Task statement. Copy the passage from the XReal paper summary word for word, starting at "Figures (9)" and ending at "generated X-ray images.".

Provided text.
XReal: Realistic Anatomy and Pathology-Aware X-ray Generation via Controllable Diffusion Model

TL;DR

XReal is presented, a novel controllable diffusion model for generating realistic chest X-ray images through precise anatomy and pathology location control that outperforms state-of-the-art X-ray diffusion models in quantitative metrics and radiologists' ratings.

Abstract

Large-scale generative models have demonstrated impressive capabilities in producing visually compelling images, with increasing applications in medical imaging. However, they continue to grapple with hallucination challenges and the generation of anatomically inaccurate outputs. These limitations are mainly due to the reliance on textual inputs and lack of spatial control over the generated images, hindering the potential usefulness of such models in real-life settings. In this work, we present XReal, a novel controllable diffusion model for generating realistic chest X-ray images through precise anatomy and pathology location control. Our lightweight method comprises an Anatomy Controller and a Pathology Controller to introduce spatial control over anatomy and pathology in a pre-trained Text-to-Image Diffusion Model, respectively, without fine-tuning the model. XReal outperforms state-of-the-art X-ray diffusion models in quantitative metrics and radiologists' ratings, showing significant gains in anatomy and pathology realism. Our model holds promise for advancing generative models in medical imaging, offering greater precision and adaptability while inviting further exploration in this evolving field. The code and pre-trained model weights are publicly available at https://github.com/BioMedIA-MBZUAI/XReal.
Paper Structure (22 sections, 2 equations, 9 figures, 1 table, 1 algorithm)

This paper contains 22 sections, 2 equations, 9 figures, 1 table, 1 algorithm.

Figures (9)

  • Figure 1: X-ray generation using different diffusion models. As text-to-image models, RoentGen chambon2022roentgen and Cheff weber2023cascaded struggle to follow the pathology location information specified in the prompts and do not offer any anatomy control. Our proposed XReal model provides precise control over both anatomical and pathology manifestations through the use of input segmentation masks, significantly enhancing the clinical realism of generated X-ray images.

Excerpted data.
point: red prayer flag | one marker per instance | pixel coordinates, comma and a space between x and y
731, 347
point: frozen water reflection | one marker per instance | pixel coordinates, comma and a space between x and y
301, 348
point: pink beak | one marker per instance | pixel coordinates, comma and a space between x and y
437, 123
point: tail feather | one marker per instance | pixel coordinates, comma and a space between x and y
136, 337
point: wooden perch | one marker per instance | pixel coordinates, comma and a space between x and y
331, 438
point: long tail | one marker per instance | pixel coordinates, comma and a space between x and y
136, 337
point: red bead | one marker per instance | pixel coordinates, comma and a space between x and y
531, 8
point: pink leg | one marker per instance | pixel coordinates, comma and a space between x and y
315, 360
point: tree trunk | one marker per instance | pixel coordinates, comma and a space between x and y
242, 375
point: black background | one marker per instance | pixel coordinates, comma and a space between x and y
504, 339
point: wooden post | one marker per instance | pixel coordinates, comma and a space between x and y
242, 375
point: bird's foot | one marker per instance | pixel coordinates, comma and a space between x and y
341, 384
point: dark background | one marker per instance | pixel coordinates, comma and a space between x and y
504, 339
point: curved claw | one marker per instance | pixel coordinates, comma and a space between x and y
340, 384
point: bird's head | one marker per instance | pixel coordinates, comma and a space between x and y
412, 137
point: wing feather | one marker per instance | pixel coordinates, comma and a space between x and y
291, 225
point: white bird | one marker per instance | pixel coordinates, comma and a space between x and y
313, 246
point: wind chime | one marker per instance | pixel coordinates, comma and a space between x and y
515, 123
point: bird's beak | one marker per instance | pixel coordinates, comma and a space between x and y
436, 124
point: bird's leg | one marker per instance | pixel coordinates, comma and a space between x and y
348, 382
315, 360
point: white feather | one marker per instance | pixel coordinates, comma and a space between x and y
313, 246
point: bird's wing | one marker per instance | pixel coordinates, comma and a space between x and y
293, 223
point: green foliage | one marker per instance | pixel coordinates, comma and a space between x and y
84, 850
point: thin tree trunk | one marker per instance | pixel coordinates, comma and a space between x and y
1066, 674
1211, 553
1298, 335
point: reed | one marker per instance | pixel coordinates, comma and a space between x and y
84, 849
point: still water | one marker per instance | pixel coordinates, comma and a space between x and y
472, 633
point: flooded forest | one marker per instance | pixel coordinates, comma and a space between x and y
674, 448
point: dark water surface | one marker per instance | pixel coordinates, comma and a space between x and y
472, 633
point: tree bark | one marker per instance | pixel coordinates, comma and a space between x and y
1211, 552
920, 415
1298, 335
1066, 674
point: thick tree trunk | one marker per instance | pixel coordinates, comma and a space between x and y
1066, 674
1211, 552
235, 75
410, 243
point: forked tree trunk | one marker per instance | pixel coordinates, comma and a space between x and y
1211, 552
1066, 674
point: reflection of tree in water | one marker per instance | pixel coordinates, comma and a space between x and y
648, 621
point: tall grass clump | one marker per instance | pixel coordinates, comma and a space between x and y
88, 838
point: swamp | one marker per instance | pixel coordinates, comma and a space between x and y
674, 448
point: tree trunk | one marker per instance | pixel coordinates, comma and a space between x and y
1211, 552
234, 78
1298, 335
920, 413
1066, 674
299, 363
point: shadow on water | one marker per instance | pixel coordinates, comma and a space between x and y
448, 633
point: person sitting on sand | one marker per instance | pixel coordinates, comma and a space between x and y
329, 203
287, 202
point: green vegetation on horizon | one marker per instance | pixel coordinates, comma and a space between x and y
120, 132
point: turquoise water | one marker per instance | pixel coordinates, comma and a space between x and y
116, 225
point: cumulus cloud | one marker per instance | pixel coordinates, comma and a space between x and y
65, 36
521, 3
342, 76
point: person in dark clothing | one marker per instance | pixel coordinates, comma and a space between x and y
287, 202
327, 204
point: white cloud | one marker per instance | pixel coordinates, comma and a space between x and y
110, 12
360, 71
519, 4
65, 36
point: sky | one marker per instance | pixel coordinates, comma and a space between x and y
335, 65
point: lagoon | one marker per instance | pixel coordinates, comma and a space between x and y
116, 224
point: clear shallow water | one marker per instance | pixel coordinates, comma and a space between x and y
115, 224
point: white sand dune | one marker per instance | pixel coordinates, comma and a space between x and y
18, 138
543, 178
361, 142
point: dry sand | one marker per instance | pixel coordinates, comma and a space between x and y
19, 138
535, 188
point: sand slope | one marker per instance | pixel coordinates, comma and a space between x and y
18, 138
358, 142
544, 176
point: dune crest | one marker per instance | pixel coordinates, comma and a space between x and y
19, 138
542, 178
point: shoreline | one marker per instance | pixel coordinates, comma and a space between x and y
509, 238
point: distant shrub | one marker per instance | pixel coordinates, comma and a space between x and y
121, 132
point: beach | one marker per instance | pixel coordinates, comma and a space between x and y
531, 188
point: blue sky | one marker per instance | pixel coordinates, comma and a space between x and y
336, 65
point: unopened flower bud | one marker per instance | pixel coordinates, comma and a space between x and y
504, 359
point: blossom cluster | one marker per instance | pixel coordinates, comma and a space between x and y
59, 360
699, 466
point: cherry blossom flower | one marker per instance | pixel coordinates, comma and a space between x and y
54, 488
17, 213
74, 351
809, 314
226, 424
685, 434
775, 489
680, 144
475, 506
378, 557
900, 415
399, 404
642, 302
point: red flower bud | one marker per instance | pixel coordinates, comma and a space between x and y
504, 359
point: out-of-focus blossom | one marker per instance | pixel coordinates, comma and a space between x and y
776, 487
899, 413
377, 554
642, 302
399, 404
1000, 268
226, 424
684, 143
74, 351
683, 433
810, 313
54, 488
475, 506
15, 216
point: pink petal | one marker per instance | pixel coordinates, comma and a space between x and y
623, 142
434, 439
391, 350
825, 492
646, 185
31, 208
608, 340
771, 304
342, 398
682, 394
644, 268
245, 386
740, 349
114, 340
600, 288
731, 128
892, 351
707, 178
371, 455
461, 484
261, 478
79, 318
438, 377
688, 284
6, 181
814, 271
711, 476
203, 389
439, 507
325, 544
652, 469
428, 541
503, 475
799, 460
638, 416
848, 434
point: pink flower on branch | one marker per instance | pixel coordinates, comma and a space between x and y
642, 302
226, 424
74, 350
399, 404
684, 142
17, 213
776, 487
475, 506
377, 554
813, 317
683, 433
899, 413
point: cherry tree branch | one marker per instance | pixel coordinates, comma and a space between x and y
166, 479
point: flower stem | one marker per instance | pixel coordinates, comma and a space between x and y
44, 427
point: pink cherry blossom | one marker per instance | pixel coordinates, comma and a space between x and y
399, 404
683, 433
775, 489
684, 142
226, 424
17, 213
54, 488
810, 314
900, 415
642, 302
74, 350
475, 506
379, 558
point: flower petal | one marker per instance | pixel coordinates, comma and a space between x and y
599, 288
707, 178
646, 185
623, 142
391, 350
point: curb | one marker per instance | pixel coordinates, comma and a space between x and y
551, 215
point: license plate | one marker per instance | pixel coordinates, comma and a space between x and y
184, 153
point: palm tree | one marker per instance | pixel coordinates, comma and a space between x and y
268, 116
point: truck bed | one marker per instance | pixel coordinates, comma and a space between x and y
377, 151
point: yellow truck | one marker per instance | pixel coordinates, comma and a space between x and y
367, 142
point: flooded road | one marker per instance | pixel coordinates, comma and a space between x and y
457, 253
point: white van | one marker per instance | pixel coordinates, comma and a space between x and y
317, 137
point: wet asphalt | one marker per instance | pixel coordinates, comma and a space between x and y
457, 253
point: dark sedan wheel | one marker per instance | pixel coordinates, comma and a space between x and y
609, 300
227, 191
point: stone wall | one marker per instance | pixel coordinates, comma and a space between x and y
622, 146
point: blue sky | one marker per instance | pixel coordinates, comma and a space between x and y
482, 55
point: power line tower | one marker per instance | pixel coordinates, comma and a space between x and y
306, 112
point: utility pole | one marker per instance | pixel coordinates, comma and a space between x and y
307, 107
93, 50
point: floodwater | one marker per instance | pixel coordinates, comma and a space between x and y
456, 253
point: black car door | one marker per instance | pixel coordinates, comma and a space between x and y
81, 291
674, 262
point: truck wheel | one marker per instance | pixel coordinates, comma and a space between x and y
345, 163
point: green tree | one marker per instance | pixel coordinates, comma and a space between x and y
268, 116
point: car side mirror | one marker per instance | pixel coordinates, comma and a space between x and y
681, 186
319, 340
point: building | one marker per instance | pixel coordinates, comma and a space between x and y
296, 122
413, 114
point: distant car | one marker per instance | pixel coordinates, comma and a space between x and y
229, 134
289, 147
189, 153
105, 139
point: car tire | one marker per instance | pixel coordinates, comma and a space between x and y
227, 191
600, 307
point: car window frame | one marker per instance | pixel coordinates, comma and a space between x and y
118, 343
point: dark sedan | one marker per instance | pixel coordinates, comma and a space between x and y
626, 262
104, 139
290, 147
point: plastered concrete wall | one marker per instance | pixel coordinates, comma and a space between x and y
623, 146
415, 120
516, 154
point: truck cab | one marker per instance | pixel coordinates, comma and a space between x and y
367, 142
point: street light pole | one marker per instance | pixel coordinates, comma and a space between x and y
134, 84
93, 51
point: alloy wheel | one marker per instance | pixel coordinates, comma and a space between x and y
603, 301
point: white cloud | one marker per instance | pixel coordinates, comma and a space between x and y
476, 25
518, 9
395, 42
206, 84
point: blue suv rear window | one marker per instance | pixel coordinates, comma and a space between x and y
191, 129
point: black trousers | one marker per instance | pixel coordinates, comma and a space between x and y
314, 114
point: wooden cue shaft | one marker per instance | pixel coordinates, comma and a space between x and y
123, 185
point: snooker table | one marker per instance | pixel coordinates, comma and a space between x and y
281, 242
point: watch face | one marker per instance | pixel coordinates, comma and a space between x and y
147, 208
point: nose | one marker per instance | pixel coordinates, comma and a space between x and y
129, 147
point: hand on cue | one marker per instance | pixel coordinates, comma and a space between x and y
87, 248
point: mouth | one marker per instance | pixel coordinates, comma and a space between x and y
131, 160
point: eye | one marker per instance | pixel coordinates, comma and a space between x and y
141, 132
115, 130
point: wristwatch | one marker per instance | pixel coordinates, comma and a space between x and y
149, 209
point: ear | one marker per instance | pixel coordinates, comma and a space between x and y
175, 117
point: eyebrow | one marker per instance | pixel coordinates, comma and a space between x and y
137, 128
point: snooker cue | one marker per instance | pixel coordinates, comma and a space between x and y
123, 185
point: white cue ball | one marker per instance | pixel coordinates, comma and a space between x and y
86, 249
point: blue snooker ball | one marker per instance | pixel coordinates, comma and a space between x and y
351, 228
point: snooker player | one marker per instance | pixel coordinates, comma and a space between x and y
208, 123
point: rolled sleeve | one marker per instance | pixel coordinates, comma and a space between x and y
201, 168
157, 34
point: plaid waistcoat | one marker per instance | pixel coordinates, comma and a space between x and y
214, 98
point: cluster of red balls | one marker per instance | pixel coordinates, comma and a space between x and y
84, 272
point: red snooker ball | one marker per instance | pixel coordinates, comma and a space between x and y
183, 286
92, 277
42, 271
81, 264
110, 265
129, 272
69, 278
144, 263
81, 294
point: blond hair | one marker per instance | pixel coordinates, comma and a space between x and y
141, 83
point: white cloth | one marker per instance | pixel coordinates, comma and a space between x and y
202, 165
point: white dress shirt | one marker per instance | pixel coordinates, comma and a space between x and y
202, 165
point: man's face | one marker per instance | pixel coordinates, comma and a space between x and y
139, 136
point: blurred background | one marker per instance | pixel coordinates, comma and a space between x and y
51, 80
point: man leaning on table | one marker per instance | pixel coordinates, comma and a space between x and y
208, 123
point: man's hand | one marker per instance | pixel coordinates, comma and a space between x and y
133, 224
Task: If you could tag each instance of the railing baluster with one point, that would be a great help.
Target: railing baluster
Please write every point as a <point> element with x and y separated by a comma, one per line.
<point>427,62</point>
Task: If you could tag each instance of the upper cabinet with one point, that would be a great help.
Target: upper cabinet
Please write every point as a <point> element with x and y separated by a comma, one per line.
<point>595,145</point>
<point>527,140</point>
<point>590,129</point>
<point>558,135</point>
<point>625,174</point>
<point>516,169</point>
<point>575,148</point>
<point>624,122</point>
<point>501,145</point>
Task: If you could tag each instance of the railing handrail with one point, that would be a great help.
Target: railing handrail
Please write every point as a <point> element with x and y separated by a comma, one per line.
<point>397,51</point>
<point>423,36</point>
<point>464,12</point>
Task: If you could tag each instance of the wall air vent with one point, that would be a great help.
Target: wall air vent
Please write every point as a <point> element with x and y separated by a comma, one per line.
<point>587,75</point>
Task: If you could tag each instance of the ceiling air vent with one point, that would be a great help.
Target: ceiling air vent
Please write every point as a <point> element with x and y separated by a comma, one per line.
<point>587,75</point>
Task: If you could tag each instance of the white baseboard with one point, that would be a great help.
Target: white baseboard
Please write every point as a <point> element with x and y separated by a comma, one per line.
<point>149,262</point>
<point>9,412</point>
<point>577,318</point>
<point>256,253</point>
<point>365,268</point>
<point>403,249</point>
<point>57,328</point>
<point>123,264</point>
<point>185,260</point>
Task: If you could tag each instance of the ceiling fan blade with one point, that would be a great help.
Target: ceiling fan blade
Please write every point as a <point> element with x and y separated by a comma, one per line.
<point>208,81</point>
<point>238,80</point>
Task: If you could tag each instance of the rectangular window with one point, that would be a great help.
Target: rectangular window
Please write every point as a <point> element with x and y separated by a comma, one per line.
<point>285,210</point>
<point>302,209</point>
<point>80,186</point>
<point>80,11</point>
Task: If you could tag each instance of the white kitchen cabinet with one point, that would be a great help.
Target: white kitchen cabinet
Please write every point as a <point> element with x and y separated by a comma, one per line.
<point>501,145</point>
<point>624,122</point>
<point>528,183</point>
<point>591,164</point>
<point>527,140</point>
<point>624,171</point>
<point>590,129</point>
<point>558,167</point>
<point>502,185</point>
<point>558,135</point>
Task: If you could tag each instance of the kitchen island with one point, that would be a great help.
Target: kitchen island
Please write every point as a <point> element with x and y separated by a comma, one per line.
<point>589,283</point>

Reply.
Figures (9)

  • Figure 1: X-ray generation using different diffusion models. As text-to-image models, RoentGen chambon2022roentgen and Cheff weber2023cascaded struggle to follow the pathology location information specified in the prompts and do not offer any anatomy control. Our proposed XReal model provides precise control over both anatomical and pathology manifestations through the use of input segmentation masks, significantly enhancing the clinical realism of generated X-ray images.